Text passage:
************
Eleven contextualised drivers of children’s digital play.
Figure 5 maps the drivers against existing models. Some align loosely with previous typologies. For instance, the drive to exert and express control links with SDT’s concept of autonomy (Deci and Ryan, 1985) and Katz et al.’s (1973b) category of confidence and status. Other drivers transcend previous models, offering novel contributions. The drive to collect, curate and classify partially intersects several previous ‘needs’. ‘Togetherness’ extends U&G’s category of ‘connections with others’, highlighting not just the need for connection, but also for disconnection and transgression. Similarly, the drives to create and to explore identities are not well accounted for in existing models, but could be understood as inflected across multiple past ‘needs’. The drive to explore deep interests somewhat aligns with U&G’s cognitive needs, but places greater emphasis on deeper understandings of childrenʼs interests in relation to their participation in socio-cultural practices, identity construction and fundamental enquiries about themselves and their worlds.

Mapping of children’s digital play drivers and past models of motivation.
Though our study attended to children and primarily to their play with digital and video games, the framework may have broader applicability to other aspects of children’s digital play and experiences, and to the study of aspects of adults’ digital play. For example, the theorisation of contextualised digital play drivers could complement work such as Balanzategui’s (2023) study on ‘disturbing’ children’s YouTube genres, offering a perspective on why children engage with such content and how the ‘why’ may relate to children’s well-being. Our theorisation also resonates with the accounts of some adult accounts, in Orme’s (2022) study, of the reasons they choose to spectate in, rather than play, video games.
Limitations
First, we offer our analyses and findings as transferable, but not generalisable, given that they are context-specific, rather than systematically comparable across countries. As this article focused on theorising the concept of digital play drivers, findings are presented as indicative insights into how digital play drivers are exhibited within and across diverse settings. Future work could expand the sample size and scope of the analysis to systematically make comparisons within and across contexts. Second, our study focused on home contexts, as the primary spaces where children engage in digital play. It would be useful for future work to consider how the identified drivers might vary depending on the social settings in which children engage in digital play, such as in school or third spaces. Finally, the study’s participants were largely situated in urban areas, and further work could usefully investigate similar topics in rural areas.
Implications for the game design industry
For game designers, the notion of ‘designing well’ for children’s well-being requires reflection. Two aspects of well-being identified in the framework are universally essential: good digital play experiences must always be designed to support children’s representation and equitable play, safety and security. It is important to emphasise that most games are not representative of brown or black bodies, nor their environmental and cultural markers, as highlighted in Kermit’s (SAF9) comments of the default (‘noob’) skins in Fortnite: ‘there’s another one that has the same hair as me [. . .] I’m not a girl that has blue eyes and has, like, peach hair and it’s like. . . it’s not the same as mine’. The remaining six well-being dimensions cannot be universally met in a single game for all children and often conflict. Many studies of adult gamers focus narrowly on ‘core gamers’ (Scharkow et al., 2015); often, competitive male players pursue action or shooter genres to meet competence needs. Beyond and within this group, many players pursue a wide range of games and modes of play that meet varied interests and needs. Using UNICEF Innocenti’s. ‘RITEC-8’. framework (2024), the games industry can better design for children’s well-being. However, an important approach within this would be to intentionally design with particular digital play drivers – and particular groups of children – in mind. Large-scale player data may reveal broad trends, for example that cooperative play supports social well-being, but a drivers-based lens makes explicit the ways in which the polar opposite may be true for sizable cohorts of children. For children like Hailey (UKF13), who experienced social overwhelm and conflict in school, solo digital play was a lifeline for well-being, associated with the opportunity to actively disconnect. Ethically oriented designers may design features to support a particular aspect of children’s well-being, but cannot expect, or claim, that their product will do so universally. At the level of policy and regulation for the games industry, it is clear that, to support the digital play needs of all children, a diverse range of carefully designed games must proliferate.
************
Actions to take:
[1] In the passage on children's digital play drivers, where were the study's participants largely situated?
[2] Extend the passage on children's digital play drivers with a further paragraph that picks up after its final sentence.
The material that comes next is taken from a separate source.

Record extracts:
************
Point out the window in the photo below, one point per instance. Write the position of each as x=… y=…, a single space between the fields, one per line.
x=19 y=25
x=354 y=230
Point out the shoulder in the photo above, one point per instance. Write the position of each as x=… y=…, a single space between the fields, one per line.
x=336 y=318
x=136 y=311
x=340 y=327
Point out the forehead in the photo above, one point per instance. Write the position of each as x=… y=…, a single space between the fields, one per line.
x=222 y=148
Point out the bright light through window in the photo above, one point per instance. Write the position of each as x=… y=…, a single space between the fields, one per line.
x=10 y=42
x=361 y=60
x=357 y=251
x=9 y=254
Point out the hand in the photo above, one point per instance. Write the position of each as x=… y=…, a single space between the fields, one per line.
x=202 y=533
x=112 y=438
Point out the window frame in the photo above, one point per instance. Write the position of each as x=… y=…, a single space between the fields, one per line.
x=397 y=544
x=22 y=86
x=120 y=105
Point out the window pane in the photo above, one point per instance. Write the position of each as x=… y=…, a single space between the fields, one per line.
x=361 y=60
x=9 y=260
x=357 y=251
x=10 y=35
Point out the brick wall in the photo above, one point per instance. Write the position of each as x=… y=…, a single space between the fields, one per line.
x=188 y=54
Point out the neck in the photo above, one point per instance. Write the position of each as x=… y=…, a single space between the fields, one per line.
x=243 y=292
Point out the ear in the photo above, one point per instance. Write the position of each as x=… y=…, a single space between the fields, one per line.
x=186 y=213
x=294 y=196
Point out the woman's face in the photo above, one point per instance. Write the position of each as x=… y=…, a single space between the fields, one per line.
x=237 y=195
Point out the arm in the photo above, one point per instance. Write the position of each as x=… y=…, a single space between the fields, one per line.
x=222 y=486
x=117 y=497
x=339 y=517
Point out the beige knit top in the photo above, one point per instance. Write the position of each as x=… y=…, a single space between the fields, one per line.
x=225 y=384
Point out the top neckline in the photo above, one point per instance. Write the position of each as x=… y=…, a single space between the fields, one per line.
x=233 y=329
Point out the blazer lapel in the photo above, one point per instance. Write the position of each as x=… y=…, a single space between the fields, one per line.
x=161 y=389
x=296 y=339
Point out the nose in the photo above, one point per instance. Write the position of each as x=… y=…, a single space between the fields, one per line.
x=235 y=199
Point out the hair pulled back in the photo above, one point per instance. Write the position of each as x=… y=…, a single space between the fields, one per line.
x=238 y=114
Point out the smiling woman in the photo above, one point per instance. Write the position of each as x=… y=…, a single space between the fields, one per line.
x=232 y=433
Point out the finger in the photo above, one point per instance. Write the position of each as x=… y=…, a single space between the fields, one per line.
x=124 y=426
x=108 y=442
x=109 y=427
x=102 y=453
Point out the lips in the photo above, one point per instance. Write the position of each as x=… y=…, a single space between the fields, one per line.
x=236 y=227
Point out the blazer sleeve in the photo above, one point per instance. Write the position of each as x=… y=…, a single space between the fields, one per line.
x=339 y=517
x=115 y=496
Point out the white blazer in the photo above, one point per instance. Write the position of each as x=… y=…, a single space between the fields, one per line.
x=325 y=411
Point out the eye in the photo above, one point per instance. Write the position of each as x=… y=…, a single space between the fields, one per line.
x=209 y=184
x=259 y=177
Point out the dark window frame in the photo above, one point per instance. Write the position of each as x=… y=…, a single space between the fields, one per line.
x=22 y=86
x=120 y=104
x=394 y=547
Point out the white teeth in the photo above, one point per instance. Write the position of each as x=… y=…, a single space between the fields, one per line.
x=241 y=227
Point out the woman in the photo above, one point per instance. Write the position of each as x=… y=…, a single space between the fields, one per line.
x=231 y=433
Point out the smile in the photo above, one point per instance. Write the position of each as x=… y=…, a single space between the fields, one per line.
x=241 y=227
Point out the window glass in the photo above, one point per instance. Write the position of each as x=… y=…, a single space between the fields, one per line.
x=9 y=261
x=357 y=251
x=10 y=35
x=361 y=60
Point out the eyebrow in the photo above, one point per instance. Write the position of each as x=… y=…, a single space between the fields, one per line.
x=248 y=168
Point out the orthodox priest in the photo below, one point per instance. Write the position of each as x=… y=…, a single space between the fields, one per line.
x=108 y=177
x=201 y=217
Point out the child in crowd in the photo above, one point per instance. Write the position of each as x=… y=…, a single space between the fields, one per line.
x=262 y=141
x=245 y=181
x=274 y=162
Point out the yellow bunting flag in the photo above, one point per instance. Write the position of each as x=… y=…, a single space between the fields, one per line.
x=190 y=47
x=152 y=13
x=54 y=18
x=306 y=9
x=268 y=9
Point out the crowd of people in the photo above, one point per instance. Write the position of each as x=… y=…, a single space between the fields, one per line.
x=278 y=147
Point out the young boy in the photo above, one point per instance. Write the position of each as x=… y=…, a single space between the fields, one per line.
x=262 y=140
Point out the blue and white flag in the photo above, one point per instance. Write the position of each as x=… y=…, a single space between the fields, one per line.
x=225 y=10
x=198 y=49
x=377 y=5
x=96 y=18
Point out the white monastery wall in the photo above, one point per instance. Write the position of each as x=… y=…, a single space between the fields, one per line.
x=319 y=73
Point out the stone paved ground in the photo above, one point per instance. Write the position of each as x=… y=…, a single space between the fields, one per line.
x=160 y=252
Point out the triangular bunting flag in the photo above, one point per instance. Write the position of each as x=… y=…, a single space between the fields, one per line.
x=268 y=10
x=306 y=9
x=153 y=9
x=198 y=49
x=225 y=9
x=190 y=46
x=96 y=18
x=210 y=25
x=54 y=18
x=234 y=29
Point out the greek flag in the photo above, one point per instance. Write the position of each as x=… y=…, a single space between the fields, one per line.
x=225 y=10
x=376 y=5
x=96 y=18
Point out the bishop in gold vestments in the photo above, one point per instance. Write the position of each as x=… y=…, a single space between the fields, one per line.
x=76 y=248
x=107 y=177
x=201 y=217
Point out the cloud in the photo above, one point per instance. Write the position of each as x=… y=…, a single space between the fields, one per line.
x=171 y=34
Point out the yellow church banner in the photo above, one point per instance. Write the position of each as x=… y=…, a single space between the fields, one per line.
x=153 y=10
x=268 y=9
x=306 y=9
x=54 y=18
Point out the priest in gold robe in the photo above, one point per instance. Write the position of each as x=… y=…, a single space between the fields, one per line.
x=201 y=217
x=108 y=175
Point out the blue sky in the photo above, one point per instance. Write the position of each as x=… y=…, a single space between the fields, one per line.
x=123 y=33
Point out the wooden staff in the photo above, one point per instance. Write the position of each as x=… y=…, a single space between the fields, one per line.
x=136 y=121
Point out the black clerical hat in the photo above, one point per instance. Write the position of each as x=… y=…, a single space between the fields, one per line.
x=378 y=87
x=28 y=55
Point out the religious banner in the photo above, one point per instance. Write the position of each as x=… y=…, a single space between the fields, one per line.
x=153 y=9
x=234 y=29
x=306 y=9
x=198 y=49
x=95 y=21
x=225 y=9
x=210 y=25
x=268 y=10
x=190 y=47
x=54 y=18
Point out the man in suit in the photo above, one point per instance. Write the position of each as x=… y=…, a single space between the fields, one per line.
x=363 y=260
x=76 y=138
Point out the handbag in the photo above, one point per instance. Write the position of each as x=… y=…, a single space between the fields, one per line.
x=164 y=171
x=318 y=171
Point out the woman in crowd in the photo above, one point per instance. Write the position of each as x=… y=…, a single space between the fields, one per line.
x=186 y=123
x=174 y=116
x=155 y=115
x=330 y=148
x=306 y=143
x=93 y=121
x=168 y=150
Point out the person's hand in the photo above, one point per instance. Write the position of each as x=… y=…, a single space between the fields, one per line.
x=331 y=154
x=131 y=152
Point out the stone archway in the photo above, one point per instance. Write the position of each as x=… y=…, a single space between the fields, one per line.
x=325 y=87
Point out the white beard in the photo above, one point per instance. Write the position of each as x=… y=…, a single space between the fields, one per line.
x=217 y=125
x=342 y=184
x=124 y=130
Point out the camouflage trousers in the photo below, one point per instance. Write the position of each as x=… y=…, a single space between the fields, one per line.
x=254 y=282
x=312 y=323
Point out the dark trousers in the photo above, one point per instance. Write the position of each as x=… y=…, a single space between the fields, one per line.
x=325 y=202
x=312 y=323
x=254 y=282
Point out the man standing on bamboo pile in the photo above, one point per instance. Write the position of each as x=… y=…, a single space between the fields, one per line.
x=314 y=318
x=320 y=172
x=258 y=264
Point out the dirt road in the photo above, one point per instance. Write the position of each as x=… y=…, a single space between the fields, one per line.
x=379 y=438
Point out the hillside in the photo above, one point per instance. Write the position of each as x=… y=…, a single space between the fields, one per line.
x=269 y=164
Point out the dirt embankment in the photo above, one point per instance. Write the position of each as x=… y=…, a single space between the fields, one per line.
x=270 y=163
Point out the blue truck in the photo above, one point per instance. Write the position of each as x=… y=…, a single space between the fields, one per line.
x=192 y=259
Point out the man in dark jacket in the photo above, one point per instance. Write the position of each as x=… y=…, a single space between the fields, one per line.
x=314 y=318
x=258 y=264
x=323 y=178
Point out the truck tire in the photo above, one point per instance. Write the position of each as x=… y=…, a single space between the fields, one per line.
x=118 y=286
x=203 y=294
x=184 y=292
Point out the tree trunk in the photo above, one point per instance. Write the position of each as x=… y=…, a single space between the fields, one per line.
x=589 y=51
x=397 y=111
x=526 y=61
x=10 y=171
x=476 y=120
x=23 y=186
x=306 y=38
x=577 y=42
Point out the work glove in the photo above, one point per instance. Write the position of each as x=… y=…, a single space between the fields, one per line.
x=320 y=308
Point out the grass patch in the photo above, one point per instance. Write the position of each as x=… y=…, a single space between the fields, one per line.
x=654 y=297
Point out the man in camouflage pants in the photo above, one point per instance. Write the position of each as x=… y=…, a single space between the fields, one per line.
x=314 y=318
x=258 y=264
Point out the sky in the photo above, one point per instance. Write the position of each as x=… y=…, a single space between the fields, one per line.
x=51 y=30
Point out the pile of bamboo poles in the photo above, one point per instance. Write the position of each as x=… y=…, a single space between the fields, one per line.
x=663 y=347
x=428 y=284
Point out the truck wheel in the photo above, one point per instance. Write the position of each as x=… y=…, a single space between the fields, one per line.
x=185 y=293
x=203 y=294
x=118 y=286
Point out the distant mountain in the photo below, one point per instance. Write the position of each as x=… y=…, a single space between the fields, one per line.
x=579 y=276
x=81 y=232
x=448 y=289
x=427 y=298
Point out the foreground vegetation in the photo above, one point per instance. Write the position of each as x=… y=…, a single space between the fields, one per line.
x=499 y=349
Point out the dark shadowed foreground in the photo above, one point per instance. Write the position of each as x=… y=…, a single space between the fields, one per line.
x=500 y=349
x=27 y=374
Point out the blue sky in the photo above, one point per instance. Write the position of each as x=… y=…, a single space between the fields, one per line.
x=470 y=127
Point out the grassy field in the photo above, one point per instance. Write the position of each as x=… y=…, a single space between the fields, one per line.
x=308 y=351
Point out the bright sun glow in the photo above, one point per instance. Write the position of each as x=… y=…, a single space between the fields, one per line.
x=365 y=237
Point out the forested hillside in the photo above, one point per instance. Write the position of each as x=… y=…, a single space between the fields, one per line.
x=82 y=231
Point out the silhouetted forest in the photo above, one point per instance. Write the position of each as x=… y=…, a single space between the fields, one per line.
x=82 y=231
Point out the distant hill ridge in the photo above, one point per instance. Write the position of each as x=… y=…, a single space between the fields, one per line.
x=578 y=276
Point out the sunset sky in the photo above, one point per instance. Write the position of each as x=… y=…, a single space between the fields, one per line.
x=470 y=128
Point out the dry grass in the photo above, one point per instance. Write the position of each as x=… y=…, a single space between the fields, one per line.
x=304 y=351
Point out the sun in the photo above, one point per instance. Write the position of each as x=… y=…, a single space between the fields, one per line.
************
Answers to the tasks:
[1] Largely in urban areas.

[2]
Implications for families and educators
Our findings have significant implications for families and educational practices. Digital play is more than a leisure activity, with the potential to contribute to children’s well-being across multiple dimensions. Our study emphasises the broader well-being benefits of children’s digital play, but also that these might look very different for different children. The findings thus present an invitation to families and educators to value the possible benefits of children’s digital play differently and differentially. It is often advised that certain, high-quality games, such as Minecraft, hold greater benefits for children than others, universally. While there is important evidence that particular games are associated with particular benefits for children, our findings emphasise that, rather than basing judgements about the value of children’s digital play on the nature and design features of games alone, it is important that families and educators also consider what appears to ‘drive’ the digital play choices and practices of individual children and, relatedly, what they appear to ‘get out of’ this play. One practical example of how educators might respond to this implication is through work to better understand and harness children’s deep interests and digital funds of knowledge and identity in the classroom, presenting opportunities for educators to draw on children’s cultural resources in formal education. Another example is how, in embracing rather than fearing children’s digital play passions, educators may find that knotty issues and debates associated with digital play are naturally surfaced as opportunities for children, when appropriately supported, to develop critical awareness of digital media, as described in Wohlwend’s (2015) account.
Implications for policymakers
Education policymakers might use the idea of contextualised play drivers to shape digital literacy and well-being frameworks that move beyond simplistic distinctions between ‘good’ and ‘bad’ games, recognising digital play as a site of self-expression, identity and social connection. For policymakers more broadly, our theorisation of the contextualised drivers of children’s digital play emphasises that ‘objective’ well-being metrics alone (for example, which games they play, on which platforms, for how long) are insufficient for understanding and measuring children’s well-being in – and in relation to – digital environments. The relationship between objective and subjective measures of children’s well-being is mediated by contextualised digital play drivers. The ways in which digital play activities impact on children’s well-being depend on why they do them – something which cannot be divorced from the broader social, cultural and material contexts within which such activities take place.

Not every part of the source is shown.